### STUDY TEXT:
All three major stock indexes hit record highs Thursday, with retailers and technology companies driving Wall Street gains and pushing the Nasdaq composite above 9,000 points for the first time.
The Nasdaq, which is heavily weighted with tech stocks, was led by computer giant Apple.
The broader stock market rally has vaulted the Dow Jones Industrial Average 23% higher for the year to date, the S&P 500 up 29% and Nasdaq composite to an almost 36% gain.
Mike Desepoli, vice president at Heritage Financial Advisory Group in Port Jefferson Station, said investor concerns about a stock market pullback appear misplaced.
“Each time we reach a new threshold, it gives people pause,” he said. “How much does this bull market have left?”
But Desepoli said that easing trade tensions with China, the Federal Reserve's recent interest rate cuts and the reduced debt-to-income ratio of American households create conditions for an extended rally.
"The market still has room to run," he said, forecasting an additional 15% gain in the S&P 500 in 2020.
Data showing that a last-minute surge in online shopping helped lift holiday sales Thursday gave a boost to shares in Amazon and big department store chains such as Macy's and Nordstrom.

### GIVEN MATERIAL:
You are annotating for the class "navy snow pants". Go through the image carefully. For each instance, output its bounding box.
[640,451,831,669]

### TASK ITEM:
Please translate this sentence from the stock market article into Spanish: "The Nasdaq, which is heavily weighted with tech stocks, was led by computer giant Apple."

### WRITTEN RESPONSE:
El Nasdaq, que tiene un fuerte peso de acciones tecnológicas, estuvo encabezado por el gigante informático Apple.